_Tekstfragment:_
================

Fanfarecorps "Christiaan de Wet" uit
Grootschermer.
/n het Regionaal Archief te Alkmaar vond ik het een en ander over
muziekcorps "Christiaan de Wet" uit Grootschermer. Het hier volgende
artikel komt daar uit voort. Het geeft een aardig beeld van het
verenigingsleven aan het begin van de vorige eeuw.
Oprichting.
Christiaan de Wet wordt opgericht op 3 oktober 1902. Onder de
zinspreuk: "Vooruitgang is ons streven". In het lied van P. Boschman, aan
het eind van dit artikel, wordt de reden van oprichting verklaard.
Er is een algemeen reglement dat 18 artikelnummers bevat. Alle werkende
leden zijn aan de bepalingen hiervan gehouden. Artikel 1 verklaart de
doelstelling van het korps: bevorderen van nut en genoegen. Volgende
artikelen zijn:
- De leden bestaan uit werkende kunstlievende- en ereleden.
De kunstlievende leden betalen als minimum contributie fl. 0,50 per week
en hoger.
- Het bestuur bestaat uit 4 leden, waarvan voorzitter, secretaris,
penningmeester en commissaris onderling hun functies verdelen.

================

_Gegevensuittreksel:_
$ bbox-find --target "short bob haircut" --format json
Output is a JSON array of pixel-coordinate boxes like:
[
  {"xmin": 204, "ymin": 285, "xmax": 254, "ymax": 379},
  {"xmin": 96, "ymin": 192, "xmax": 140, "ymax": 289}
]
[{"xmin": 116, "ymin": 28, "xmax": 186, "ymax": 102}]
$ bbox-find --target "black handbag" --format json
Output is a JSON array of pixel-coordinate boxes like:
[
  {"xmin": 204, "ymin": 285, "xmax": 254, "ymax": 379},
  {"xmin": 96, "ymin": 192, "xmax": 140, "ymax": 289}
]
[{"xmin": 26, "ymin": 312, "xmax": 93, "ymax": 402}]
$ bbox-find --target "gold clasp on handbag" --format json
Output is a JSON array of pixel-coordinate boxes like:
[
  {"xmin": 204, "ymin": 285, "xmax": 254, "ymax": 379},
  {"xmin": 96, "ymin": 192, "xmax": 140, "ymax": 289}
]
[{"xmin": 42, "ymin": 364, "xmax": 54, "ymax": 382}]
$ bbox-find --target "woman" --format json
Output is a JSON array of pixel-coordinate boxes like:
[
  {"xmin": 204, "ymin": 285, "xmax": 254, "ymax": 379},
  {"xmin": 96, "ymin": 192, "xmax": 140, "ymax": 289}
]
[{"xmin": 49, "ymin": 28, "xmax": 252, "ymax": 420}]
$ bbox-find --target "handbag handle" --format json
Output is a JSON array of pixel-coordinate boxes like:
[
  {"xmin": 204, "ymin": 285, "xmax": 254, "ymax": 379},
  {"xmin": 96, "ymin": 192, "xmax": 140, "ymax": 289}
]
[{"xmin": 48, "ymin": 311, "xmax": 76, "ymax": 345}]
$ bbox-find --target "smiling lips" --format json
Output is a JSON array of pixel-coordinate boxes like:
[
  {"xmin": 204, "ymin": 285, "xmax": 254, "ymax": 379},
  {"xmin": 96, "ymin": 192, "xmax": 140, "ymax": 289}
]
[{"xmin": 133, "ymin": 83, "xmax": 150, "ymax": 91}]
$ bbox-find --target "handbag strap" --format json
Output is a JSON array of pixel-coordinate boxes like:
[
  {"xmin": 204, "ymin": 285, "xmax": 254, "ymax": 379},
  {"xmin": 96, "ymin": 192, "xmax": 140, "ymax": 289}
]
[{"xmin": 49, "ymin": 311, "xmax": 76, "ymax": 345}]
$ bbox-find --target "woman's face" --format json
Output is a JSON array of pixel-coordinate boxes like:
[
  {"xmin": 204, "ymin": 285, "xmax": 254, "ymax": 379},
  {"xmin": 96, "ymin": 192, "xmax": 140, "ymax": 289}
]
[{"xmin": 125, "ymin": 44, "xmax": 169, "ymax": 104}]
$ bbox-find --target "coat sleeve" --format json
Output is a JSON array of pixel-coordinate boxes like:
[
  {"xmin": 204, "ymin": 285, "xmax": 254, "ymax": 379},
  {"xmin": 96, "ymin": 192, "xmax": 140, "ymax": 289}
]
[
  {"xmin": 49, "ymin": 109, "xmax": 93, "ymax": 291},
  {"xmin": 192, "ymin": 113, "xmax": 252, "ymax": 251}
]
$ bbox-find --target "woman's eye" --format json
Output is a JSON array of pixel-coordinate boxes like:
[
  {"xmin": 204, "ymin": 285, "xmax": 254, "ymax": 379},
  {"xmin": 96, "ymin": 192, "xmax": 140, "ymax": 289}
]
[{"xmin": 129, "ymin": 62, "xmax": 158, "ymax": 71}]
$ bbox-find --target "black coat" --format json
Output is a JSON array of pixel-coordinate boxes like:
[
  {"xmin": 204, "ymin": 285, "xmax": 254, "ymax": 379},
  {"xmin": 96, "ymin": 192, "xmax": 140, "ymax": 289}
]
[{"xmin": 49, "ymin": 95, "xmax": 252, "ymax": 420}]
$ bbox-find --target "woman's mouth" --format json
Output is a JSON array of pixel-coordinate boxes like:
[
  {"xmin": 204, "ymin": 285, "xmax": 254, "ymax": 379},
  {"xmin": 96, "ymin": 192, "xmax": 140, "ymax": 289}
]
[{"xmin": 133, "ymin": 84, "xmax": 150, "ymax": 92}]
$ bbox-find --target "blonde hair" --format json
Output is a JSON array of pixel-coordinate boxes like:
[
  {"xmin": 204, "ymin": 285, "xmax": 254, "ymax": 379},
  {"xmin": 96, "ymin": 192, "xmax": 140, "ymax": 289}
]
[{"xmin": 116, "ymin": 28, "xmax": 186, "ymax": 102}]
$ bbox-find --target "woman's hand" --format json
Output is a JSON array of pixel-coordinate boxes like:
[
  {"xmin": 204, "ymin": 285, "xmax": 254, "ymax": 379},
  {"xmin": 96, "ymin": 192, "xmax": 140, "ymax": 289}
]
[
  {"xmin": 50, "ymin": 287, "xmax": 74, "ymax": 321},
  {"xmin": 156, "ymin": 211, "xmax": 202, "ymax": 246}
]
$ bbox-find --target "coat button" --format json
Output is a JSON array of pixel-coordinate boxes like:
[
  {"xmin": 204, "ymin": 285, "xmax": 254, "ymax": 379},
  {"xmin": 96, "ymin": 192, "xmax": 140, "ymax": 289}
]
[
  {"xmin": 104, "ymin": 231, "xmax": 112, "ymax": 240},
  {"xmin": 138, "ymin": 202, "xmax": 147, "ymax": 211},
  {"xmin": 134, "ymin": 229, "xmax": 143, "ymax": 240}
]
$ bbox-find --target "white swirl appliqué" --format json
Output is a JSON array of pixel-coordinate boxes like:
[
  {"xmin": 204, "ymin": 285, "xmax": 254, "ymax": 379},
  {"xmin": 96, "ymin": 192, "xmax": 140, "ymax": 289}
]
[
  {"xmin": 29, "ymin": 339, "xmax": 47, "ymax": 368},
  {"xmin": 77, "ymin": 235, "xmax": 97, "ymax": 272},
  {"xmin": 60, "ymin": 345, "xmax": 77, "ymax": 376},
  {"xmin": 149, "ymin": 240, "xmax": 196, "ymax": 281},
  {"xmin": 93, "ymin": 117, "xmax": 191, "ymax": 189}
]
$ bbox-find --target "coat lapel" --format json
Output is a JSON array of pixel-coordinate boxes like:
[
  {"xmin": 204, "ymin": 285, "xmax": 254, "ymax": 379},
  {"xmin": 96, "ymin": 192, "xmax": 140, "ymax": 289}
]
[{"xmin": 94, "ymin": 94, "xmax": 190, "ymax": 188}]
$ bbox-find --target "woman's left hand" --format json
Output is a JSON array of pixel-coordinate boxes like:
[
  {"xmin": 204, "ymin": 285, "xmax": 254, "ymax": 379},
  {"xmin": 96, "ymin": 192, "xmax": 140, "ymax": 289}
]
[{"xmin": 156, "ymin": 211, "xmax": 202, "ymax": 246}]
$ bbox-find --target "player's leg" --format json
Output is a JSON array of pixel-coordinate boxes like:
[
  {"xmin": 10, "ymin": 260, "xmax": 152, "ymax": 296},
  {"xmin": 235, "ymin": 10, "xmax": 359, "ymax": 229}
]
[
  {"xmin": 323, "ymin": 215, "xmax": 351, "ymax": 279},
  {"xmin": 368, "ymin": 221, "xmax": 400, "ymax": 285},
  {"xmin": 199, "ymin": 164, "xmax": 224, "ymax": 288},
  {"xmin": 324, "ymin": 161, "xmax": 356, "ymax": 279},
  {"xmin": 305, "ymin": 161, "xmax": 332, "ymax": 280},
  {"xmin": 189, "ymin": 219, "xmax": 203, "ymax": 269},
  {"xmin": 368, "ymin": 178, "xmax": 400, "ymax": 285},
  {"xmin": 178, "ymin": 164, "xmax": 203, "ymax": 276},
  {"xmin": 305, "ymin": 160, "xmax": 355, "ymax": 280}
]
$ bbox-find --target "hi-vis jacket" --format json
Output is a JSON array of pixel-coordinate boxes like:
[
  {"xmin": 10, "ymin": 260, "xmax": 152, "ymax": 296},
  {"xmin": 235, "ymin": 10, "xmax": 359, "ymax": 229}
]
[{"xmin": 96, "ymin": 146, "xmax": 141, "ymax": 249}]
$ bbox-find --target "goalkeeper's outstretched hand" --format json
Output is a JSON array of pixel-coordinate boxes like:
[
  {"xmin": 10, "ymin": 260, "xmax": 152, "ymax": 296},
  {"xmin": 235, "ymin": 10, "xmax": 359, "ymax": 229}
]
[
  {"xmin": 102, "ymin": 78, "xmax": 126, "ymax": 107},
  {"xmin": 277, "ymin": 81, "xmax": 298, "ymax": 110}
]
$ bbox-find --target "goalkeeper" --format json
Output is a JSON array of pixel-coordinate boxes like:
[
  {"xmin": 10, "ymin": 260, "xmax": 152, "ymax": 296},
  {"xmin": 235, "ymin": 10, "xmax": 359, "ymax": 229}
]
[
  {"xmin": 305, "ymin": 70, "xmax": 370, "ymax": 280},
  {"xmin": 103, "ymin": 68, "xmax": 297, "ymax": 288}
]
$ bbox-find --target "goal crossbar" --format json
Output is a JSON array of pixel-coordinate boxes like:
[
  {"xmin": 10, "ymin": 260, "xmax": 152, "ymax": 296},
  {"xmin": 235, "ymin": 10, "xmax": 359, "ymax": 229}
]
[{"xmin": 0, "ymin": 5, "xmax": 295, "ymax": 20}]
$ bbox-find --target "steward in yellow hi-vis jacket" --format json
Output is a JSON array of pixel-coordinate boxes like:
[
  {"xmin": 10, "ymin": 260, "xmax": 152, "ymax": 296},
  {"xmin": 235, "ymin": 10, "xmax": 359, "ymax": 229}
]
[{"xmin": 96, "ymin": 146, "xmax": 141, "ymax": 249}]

================

_Opdracht:_ Neem uit de tekst over het fanfarecorps hierboven alles van "De kunstlievende leden" tot en met "hun functies verdelen." woord voor woord over.

_Uitwerking:_
De kunstlievende leden betalen als minimum contributie fl. 0,50 per week
en hoger.
- Het bestuur bestaat uit 4 leden, waarvan voorzitter, secretaris,
penningmeester en commissaris onderling hun functies verdelen.